──────── Supplied data ────────
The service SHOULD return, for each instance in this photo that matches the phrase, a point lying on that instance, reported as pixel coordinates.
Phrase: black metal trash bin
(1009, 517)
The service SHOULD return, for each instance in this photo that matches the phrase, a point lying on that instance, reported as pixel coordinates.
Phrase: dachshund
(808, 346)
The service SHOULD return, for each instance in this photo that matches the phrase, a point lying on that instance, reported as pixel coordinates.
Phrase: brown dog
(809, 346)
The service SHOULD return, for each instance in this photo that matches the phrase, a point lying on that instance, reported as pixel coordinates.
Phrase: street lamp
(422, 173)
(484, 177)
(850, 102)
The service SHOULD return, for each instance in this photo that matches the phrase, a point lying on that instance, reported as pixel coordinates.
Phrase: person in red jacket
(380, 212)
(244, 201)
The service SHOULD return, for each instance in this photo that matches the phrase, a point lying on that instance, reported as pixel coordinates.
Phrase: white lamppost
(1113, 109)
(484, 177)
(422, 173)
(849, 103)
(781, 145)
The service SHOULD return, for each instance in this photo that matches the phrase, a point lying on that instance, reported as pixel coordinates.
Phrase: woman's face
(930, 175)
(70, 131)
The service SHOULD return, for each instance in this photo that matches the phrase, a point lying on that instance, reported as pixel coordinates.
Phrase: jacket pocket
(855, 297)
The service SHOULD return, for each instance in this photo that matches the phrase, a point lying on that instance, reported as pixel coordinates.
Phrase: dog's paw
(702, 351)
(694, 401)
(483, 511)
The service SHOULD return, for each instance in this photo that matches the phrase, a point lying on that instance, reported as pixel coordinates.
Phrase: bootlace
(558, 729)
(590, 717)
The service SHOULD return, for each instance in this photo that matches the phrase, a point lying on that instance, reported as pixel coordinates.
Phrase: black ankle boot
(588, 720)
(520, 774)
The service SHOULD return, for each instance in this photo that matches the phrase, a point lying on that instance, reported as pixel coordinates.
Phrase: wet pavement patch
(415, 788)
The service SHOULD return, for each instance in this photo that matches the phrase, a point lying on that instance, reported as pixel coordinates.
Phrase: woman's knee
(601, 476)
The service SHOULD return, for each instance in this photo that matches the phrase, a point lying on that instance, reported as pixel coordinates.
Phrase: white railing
────────
- [What you should do]: Rewrite the material above with "pixel coordinates" swapped for "image coordinates" wherever it occurs. Keep everything else the same.

- [Answer to the task]:
The service SHOULD return, for each instance in this photo that matches the phrase, a point lying on that instance, reported as image coordinates.
Phrase: black metal trash bin
(1009, 517)
The service SHOULD return, for each instance in this photo that matches the phrase, a point lying on that instance, reported as image coordinates.
Phrase: dachshund
(808, 346)
The service SHOULD return, for each instance in this photo that matches the phrase, a point lying on that instance, reported as image coordinates.
Phrase: brown dog
(809, 346)
The service SHOULD return, for each instance in this photo that matches the phrase, a point lying on that instance, reported as image coordinates.
Phrase: street lamp
(422, 173)
(484, 177)
(850, 102)
The service SHOULD return, for each instance in this photo that matches the phrase, a point lying on that instance, reported as image coordinates.
Phrase: person in red jacket
(380, 212)
(244, 201)
The service SHOULD return, for each instance in this photo that matches the phrase, a point lying on that instance, reported as image coordinates.
Phrase: white lamppost
(1113, 109)
(484, 177)
(422, 173)
(849, 103)
(781, 145)
The service SHOULD return, for each instance in this photo that matches the phrase, a point lying on that instance, reported as image coordinates.
Phrase: woman's face
(930, 175)
(70, 131)
The service SHOULD return, for each instance in this photo that matches the phrase, a point lying on that instance, reported as image coordinates.
Phrase: jacket pocket
(855, 297)
The service SHOULD return, for each instance in this photo that matches the phrase, a point lying on that instance, reported as image coordinates.
Phrase: dog's paw
(702, 351)
(694, 401)
(483, 511)
The service SHOULD return, for each instance in this photo that matches the phrase, a point lying on that instance, reported as image coordinates.
Phrase: bootlace
(558, 729)
(590, 717)
The service SHOULD return, for each instance in this photo that matches the phrase, a point lying on that instance, reported as image coordinates.
Phrase: black ankle boot
(588, 720)
(520, 774)
The service SHOULD return, for each instance in this photo that matches the phrase, a point lying on that instance, reported as image coordinates.
Phrase: wet pavement patch
(415, 788)
The service SHOULD return, for each instance in this photo that matches the phrase, a point lying on that instance, reported as image coordinates.
Phrase: woman's knee
(601, 476)
The service SHOULD return, for each instance in this photo that matches the phrase, a point lying on that instance, reported as image coordinates.
Phrase: white railing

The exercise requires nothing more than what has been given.